Exercise details ->
Pull out every line in the records below that contains the word "mountain", matching case exactly.

Data ->
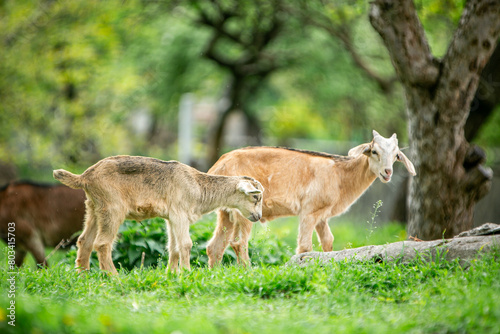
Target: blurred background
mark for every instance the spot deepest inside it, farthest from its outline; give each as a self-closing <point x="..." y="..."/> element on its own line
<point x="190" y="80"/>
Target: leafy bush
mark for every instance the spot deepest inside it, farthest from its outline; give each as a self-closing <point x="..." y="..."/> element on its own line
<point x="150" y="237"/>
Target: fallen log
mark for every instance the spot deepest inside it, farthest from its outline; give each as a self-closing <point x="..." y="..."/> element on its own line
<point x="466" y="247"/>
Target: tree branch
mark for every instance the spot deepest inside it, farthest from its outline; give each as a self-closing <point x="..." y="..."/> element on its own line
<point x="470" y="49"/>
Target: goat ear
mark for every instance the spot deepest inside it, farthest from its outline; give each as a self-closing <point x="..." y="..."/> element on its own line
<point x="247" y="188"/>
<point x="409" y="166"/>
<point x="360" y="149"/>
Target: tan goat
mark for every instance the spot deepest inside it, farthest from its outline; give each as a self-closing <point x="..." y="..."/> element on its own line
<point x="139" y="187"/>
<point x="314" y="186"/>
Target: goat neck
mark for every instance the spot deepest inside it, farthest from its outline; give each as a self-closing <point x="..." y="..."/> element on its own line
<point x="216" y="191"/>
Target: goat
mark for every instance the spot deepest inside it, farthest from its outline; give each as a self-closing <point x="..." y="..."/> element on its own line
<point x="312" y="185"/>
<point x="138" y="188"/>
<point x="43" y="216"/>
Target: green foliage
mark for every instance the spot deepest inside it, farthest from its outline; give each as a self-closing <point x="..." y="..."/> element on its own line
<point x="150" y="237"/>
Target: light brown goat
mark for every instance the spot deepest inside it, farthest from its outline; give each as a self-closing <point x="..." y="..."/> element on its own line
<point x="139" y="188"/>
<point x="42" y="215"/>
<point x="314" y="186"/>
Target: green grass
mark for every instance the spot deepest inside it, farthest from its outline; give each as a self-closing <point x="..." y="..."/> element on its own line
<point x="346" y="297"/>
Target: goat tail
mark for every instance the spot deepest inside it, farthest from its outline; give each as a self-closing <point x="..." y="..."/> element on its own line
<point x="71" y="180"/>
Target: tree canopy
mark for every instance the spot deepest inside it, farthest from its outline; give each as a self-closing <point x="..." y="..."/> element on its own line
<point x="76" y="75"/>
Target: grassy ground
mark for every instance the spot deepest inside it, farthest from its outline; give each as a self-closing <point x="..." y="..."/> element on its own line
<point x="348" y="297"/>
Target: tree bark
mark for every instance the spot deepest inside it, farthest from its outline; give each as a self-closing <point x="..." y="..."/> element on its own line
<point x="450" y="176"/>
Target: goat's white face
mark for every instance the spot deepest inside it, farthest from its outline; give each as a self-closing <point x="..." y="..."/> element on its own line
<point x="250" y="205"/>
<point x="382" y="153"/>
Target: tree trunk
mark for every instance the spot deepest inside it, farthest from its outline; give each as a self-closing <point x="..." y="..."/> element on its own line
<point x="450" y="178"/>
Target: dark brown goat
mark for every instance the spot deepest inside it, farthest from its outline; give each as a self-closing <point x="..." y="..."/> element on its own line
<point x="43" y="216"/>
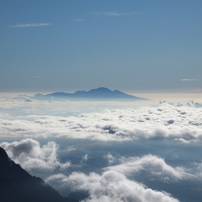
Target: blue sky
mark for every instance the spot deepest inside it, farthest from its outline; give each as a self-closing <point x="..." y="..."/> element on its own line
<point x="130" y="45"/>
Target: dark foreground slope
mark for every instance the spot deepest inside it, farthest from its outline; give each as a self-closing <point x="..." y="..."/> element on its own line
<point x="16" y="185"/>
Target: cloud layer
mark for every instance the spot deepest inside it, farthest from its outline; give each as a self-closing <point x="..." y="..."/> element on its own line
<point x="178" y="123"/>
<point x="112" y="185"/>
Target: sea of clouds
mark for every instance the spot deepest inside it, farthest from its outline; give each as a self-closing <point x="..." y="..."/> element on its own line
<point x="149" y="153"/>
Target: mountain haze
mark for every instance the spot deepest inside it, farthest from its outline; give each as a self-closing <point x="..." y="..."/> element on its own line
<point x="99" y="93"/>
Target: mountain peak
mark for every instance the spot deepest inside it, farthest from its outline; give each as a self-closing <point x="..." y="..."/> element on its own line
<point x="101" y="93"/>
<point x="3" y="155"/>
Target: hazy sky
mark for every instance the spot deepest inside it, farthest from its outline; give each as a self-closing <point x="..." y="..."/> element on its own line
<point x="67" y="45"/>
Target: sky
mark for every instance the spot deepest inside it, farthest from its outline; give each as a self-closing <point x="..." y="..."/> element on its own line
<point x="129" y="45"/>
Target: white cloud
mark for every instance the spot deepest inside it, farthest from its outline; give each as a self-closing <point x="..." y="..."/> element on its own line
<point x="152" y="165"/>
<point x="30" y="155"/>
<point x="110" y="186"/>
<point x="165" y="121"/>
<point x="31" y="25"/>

...

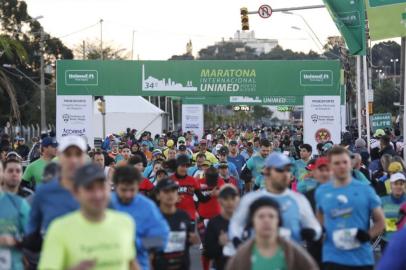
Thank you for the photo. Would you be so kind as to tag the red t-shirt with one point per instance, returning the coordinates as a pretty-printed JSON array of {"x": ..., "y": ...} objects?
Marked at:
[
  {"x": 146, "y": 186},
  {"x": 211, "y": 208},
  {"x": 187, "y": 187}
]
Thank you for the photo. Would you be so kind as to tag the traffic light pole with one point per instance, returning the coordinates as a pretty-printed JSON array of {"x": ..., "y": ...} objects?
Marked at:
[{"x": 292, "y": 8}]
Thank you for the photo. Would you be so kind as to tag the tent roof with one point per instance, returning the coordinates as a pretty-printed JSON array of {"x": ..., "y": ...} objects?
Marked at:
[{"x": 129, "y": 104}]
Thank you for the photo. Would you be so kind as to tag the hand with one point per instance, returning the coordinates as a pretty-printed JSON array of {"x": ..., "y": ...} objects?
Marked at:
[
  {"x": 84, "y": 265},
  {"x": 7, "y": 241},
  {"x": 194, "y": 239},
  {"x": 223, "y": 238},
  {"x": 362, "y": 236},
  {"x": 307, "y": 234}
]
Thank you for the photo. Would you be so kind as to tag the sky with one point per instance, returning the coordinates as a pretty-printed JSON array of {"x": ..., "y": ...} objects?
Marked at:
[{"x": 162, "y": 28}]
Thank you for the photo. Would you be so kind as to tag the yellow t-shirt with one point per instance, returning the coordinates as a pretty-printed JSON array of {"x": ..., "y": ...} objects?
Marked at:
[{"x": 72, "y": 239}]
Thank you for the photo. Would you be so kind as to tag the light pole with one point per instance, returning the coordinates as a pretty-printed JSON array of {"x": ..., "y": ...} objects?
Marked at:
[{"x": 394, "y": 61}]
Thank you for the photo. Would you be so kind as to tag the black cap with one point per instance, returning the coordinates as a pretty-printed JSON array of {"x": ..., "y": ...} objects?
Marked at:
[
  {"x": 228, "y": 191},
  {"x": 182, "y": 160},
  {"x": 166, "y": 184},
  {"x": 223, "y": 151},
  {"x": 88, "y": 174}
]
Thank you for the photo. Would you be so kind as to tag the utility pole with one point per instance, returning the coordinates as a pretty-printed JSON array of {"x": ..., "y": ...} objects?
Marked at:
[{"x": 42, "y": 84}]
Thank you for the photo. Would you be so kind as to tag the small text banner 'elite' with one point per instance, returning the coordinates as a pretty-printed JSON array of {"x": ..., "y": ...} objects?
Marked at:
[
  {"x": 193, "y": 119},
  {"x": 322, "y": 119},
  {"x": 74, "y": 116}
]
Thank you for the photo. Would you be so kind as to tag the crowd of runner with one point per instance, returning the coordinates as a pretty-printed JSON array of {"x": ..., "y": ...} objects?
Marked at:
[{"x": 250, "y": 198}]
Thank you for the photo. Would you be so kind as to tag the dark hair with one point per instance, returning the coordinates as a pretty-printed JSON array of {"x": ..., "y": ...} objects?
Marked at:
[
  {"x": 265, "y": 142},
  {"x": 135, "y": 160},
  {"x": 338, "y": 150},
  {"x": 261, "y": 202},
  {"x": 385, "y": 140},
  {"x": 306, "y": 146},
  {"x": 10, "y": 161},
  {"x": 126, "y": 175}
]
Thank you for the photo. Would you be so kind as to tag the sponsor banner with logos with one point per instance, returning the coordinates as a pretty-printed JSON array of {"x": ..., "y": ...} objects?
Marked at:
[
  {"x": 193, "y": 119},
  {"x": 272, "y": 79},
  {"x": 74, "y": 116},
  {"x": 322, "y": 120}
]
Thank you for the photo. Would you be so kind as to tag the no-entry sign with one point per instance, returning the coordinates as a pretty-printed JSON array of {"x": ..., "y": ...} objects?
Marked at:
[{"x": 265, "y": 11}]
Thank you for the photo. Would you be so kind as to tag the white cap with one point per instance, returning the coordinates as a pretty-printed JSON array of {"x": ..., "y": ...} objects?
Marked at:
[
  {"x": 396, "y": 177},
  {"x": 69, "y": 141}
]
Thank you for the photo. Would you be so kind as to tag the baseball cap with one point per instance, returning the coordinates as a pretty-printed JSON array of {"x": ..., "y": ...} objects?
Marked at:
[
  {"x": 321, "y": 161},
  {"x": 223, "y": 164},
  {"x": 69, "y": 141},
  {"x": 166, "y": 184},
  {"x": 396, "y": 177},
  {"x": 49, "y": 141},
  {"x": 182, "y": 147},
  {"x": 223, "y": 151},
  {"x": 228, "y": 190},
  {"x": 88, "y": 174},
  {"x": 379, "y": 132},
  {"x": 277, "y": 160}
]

The reply ->
Target: mountain haze
Target: mountain peak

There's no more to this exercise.